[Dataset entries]
━━━━━━━━━━━━━━━━━━━━
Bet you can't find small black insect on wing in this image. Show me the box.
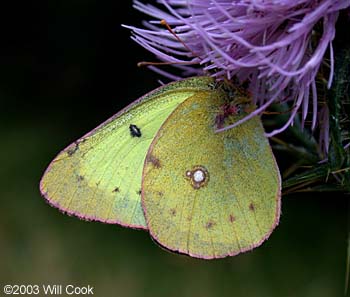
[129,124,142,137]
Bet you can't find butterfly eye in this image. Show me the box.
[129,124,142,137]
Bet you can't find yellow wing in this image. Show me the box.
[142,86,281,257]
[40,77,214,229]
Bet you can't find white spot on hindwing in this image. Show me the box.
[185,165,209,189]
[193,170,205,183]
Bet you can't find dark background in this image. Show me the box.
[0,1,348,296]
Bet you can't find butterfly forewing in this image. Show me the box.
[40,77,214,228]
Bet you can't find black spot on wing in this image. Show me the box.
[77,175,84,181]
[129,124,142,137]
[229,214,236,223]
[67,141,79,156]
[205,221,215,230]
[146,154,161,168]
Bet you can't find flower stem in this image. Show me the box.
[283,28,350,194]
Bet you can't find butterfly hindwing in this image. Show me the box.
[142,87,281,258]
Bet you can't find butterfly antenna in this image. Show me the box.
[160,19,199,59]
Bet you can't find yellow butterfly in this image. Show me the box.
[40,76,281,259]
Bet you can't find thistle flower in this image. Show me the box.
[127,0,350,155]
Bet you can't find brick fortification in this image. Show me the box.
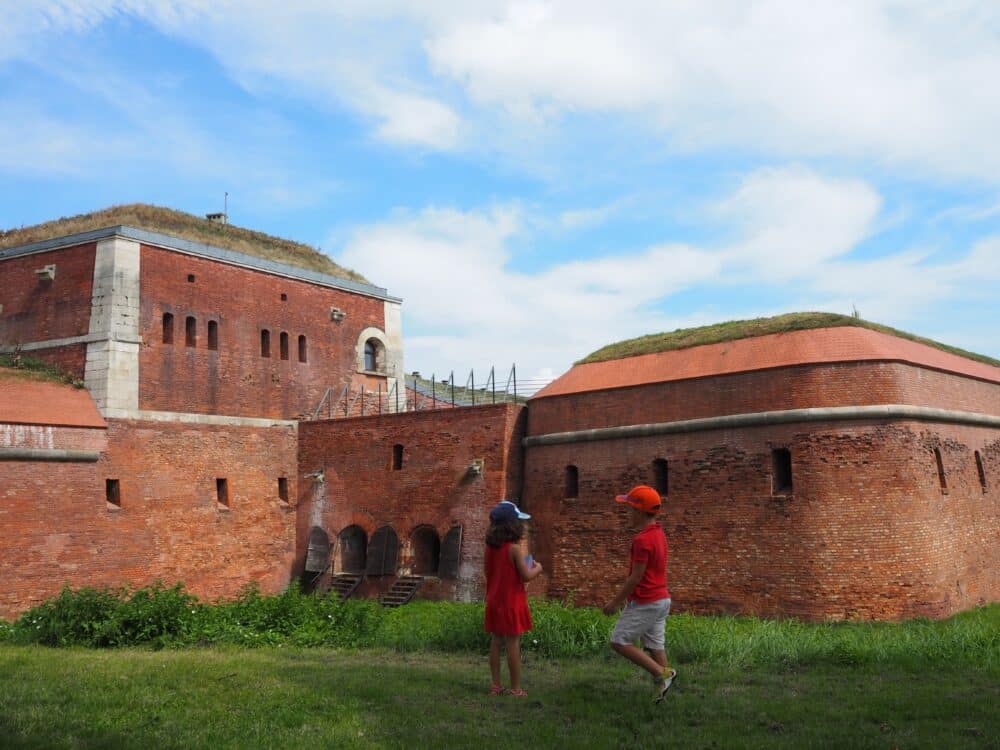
━━━━━━━━━━━━━━━━━━━━
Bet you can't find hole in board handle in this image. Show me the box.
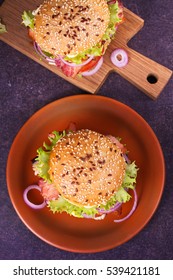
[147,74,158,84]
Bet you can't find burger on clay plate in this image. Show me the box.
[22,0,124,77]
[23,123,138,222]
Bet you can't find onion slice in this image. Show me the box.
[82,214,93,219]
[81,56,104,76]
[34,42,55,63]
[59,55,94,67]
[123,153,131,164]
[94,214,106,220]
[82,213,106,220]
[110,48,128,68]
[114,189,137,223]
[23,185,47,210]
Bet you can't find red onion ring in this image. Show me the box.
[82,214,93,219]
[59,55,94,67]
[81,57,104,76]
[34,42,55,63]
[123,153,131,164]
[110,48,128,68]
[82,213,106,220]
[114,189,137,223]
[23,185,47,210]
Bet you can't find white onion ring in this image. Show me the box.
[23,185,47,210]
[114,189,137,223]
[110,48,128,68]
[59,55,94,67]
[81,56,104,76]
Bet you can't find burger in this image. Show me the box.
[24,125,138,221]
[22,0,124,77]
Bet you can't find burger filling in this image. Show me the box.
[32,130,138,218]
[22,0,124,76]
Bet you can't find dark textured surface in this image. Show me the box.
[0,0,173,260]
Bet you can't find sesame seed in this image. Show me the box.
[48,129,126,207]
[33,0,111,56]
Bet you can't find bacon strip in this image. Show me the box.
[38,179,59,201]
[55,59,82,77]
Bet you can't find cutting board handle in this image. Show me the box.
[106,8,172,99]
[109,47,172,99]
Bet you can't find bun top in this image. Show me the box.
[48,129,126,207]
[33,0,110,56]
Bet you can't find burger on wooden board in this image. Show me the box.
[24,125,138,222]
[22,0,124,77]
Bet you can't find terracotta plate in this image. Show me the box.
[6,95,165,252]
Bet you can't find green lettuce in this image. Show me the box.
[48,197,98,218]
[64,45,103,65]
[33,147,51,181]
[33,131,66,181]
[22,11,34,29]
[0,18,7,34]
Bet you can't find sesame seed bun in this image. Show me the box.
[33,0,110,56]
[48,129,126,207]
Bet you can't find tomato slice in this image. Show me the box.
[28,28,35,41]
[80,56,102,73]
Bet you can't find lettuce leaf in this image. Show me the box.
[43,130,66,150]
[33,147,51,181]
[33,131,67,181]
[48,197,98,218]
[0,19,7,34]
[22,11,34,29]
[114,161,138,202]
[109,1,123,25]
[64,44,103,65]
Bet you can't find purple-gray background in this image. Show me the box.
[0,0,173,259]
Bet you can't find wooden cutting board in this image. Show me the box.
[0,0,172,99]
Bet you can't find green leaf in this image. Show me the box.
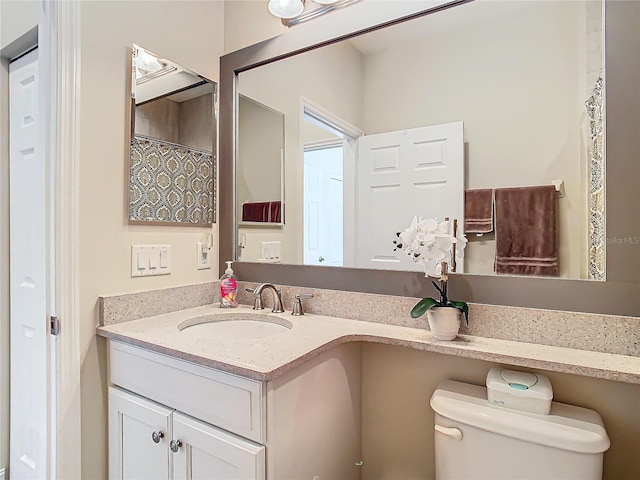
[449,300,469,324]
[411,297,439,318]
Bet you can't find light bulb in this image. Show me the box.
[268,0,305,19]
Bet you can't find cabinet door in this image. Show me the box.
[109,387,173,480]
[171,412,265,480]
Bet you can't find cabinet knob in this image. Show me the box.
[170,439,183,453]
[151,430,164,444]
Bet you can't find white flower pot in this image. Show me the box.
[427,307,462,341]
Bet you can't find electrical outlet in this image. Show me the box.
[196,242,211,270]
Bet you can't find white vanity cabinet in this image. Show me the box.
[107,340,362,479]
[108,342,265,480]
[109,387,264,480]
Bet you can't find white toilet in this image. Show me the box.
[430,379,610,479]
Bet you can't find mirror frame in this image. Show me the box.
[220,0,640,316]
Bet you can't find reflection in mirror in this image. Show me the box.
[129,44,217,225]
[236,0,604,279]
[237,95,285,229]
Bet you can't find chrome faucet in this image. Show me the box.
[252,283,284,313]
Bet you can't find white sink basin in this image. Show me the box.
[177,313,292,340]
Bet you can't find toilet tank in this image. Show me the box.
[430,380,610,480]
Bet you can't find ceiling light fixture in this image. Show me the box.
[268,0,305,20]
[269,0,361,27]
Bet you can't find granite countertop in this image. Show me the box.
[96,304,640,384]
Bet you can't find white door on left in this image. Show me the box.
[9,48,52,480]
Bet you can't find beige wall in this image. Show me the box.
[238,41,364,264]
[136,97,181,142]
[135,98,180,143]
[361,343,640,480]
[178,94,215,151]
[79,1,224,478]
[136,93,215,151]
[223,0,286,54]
━━━━━━━━━━━━━━━━━━━━
#### [What you will do]
Take the lines above from the one containing "Bet you can't find butterfly antenna" to the one containing "Bet you can't find brick" and retype them exactly, both ends included, with nothing added.

#### [Answer for the task]
Bet you can't find butterfly antenna in this image. Show me the box.
[160,19,199,59]
Bet you can't find yellow butterfly in this image. Show me the box.
[40,76,281,259]
Bet you can't find thistle flower in this image. Show me the box.
[127,0,350,155]
Bet you can't find brick fortification in this image. Show me the box.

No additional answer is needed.